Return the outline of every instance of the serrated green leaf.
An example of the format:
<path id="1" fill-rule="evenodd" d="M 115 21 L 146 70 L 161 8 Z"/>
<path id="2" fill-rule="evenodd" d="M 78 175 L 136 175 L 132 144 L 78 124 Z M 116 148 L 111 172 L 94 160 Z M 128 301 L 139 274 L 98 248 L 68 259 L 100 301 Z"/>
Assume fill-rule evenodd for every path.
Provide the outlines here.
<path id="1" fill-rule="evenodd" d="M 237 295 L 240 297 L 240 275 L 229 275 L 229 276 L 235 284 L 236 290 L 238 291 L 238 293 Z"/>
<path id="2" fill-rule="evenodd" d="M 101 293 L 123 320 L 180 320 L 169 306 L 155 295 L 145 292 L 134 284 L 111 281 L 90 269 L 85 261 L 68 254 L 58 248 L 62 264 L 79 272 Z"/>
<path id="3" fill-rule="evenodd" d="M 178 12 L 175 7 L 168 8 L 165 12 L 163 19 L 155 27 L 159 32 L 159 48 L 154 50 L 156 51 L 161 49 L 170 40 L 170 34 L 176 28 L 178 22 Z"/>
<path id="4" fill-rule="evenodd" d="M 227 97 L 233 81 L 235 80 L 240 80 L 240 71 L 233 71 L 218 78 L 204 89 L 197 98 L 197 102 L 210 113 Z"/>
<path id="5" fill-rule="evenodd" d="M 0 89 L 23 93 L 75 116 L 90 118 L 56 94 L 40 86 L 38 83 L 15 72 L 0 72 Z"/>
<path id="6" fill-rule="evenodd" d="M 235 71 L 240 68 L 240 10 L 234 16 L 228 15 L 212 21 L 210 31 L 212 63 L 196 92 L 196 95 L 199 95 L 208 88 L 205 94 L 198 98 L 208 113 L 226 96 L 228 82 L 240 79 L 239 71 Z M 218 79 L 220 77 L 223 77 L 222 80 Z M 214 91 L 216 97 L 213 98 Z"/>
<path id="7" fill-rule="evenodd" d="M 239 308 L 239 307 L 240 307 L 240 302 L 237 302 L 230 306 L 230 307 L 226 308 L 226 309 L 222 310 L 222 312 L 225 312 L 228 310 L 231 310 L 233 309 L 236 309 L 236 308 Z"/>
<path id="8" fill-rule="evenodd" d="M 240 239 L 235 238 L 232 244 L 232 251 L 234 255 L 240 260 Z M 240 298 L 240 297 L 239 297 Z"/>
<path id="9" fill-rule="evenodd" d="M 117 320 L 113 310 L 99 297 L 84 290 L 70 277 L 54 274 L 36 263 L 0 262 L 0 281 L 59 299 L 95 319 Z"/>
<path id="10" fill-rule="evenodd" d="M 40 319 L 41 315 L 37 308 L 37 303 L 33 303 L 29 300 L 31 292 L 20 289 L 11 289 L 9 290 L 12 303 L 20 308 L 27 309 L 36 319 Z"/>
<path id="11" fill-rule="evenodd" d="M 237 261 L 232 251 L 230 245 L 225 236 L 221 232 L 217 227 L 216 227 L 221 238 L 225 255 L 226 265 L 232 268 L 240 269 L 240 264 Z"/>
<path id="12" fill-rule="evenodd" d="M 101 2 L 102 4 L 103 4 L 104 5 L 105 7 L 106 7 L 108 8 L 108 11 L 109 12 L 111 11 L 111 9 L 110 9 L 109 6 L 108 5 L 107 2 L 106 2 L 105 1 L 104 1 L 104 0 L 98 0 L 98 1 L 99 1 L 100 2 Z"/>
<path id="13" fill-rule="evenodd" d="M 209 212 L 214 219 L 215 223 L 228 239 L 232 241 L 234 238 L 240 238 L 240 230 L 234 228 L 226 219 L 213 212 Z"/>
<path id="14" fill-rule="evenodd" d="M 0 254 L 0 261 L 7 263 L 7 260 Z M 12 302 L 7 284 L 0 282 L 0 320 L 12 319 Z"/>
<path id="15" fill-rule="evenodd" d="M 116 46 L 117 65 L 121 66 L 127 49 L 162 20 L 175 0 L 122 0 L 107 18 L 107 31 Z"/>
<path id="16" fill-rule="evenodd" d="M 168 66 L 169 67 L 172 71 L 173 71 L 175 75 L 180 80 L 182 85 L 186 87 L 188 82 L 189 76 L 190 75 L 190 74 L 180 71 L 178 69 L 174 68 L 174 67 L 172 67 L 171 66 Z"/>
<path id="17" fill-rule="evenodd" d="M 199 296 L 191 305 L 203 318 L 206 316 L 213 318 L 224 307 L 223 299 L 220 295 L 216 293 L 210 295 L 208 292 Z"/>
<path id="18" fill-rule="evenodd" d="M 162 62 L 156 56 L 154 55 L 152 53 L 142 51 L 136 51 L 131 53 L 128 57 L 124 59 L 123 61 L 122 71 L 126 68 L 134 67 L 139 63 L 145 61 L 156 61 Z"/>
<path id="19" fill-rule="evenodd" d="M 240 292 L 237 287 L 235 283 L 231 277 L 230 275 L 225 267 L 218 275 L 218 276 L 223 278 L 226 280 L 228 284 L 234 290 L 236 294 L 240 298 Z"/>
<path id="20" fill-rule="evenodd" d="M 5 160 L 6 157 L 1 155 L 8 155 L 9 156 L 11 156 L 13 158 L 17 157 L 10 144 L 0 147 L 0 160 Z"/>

================================

THE REQUEST: Please reproduce every line of the records above, character for character, with nothing added or left out.

EXERCISE RESULT:
Return the outline of every instance of the serrated green leaf.
An example of the format:
<path id="1" fill-rule="evenodd" d="M 115 21 L 146 70 L 161 8 Z"/>
<path id="2" fill-rule="evenodd" d="M 78 175 L 136 175 L 132 144 L 78 124 Z M 116 148 L 111 172 L 94 160 Z M 128 301 L 139 274 L 98 248 L 68 259 L 100 301 Z"/>
Assume fill-rule evenodd for every path.
Provide the outlines here.
<path id="1" fill-rule="evenodd" d="M 237 295 L 240 297 L 240 275 L 229 275 L 229 276 L 235 284 L 236 290 L 238 291 L 238 293 Z"/>
<path id="2" fill-rule="evenodd" d="M 101 293 L 123 320 L 180 320 L 169 306 L 155 295 L 145 292 L 134 284 L 111 281 L 90 269 L 85 261 L 68 254 L 58 248 L 62 264 L 79 272 Z"/>
<path id="3" fill-rule="evenodd" d="M 178 12 L 175 7 L 168 8 L 165 12 L 163 19 L 155 27 L 159 32 L 159 48 L 154 50 L 156 51 L 161 49 L 170 40 L 170 34 L 176 28 L 178 22 Z"/>
<path id="4" fill-rule="evenodd" d="M 227 97 L 233 81 L 235 80 L 240 80 L 240 71 L 233 71 L 218 78 L 204 89 L 197 98 L 197 102 L 210 113 Z"/>
<path id="5" fill-rule="evenodd" d="M 0 89 L 23 93 L 75 116 L 90 118 L 56 94 L 40 86 L 38 83 L 15 72 L 0 72 Z"/>
<path id="6" fill-rule="evenodd" d="M 235 71 L 240 68 L 240 10 L 234 16 L 228 15 L 212 21 L 210 31 L 212 63 L 196 92 L 196 95 L 199 95 L 208 88 L 205 94 L 198 98 L 208 113 L 226 96 L 228 82 L 240 79 L 239 71 Z M 218 79 L 220 77 L 223 77 L 222 80 Z M 214 91 L 216 97 L 213 98 Z"/>
<path id="7" fill-rule="evenodd" d="M 239 308 L 239 307 L 240 307 L 240 302 L 237 302 L 230 306 L 230 307 L 226 308 L 226 309 L 222 310 L 222 312 L 225 312 L 228 310 L 231 310 L 233 309 L 236 309 L 236 308 Z"/>
<path id="8" fill-rule="evenodd" d="M 240 239 L 235 238 L 232 244 L 232 251 L 234 255 L 240 260 Z M 240 298 L 240 297 L 239 297 Z"/>
<path id="9" fill-rule="evenodd" d="M 117 320 L 113 310 L 99 297 L 84 290 L 70 277 L 54 274 L 36 263 L 0 262 L 0 281 L 59 299 L 95 319 Z"/>
<path id="10" fill-rule="evenodd" d="M 40 319 L 41 315 L 37 308 L 37 303 L 33 303 L 29 300 L 31 292 L 20 289 L 11 289 L 9 290 L 12 303 L 20 308 L 27 309 L 36 319 Z"/>
<path id="11" fill-rule="evenodd" d="M 237 261 L 232 251 L 230 245 L 225 236 L 221 232 L 217 227 L 216 227 L 221 238 L 225 255 L 226 265 L 232 268 L 240 269 L 240 264 Z"/>
<path id="12" fill-rule="evenodd" d="M 101 2 L 102 4 L 103 4 L 104 5 L 105 7 L 106 7 L 108 8 L 108 11 L 109 12 L 111 11 L 111 9 L 110 9 L 109 6 L 108 5 L 107 2 L 106 2 L 105 1 L 104 1 L 104 0 L 98 0 L 98 1 L 99 1 L 100 2 Z"/>
<path id="13" fill-rule="evenodd" d="M 209 212 L 214 219 L 215 223 L 228 239 L 232 241 L 234 238 L 240 238 L 240 230 L 234 228 L 226 219 L 213 212 Z"/>
<path id="14" fill-rule="evenodd" d="M 0 254 L 0 261 L 7 263 L 7 260 Z M 12 302 L 7 284 L 0 282 L 0 320 L 12 319 Z"/>
<path id="15" fill-rule="evenodd" d="M 116 46 L 117 65 L 121 66 L 127 49 L 162 20 L 175 0 L 122 0 L 107 18 L 107 31 Z"/>
<path id="16" fill-rule="evenodd" d="M 168 66 L 169 67 L 172 71 L 173 71 L 175 75 L 180 80 L 182 85 L 186 87 L 188 82 L 189 76 L 190 75 L 190 74 L 180 71 L 178 69 L 174 68 L 174 67 L 172 67 L 171 66 Z"/>
<path id="17" fill-rule="evenodd" d="M 199 296 L 191 305 L 203 318 L 206 316 L 213 318 L 224 307 L 223 299 L 220 295 L 216 293 L 210 295 L 208 292 Z"/>
<path id="18" fill-rule="evenodd" d="M 162 62 L 156 56 L 154 55 L 152 53 L 142 51 L 136 51 L 131 53 L 128 57 L 124 59 L 123 61 L 122 71 L 126 68 L 134 67 L 139 63 L 145 61 L 156 61 Z"/>
<path id="19" fill-rule="evenodd" d="M 240 292 L 237 287 L 235 283 L 231 277 L 230 275 L 225 267 L 218 275 L 218 276 L 223 278 L 226 280 L 228 284 L 234 290 L 236 294 L 240 298 Z"/>
<path id="20" fill-rule="evenodd" d="M 5 160 L 6 157 L 1 155 L 8 155 L 9 156 L 11 156 L 13 158 L 17 157 L 10 144 L 0 147 L 0 160 Z"/>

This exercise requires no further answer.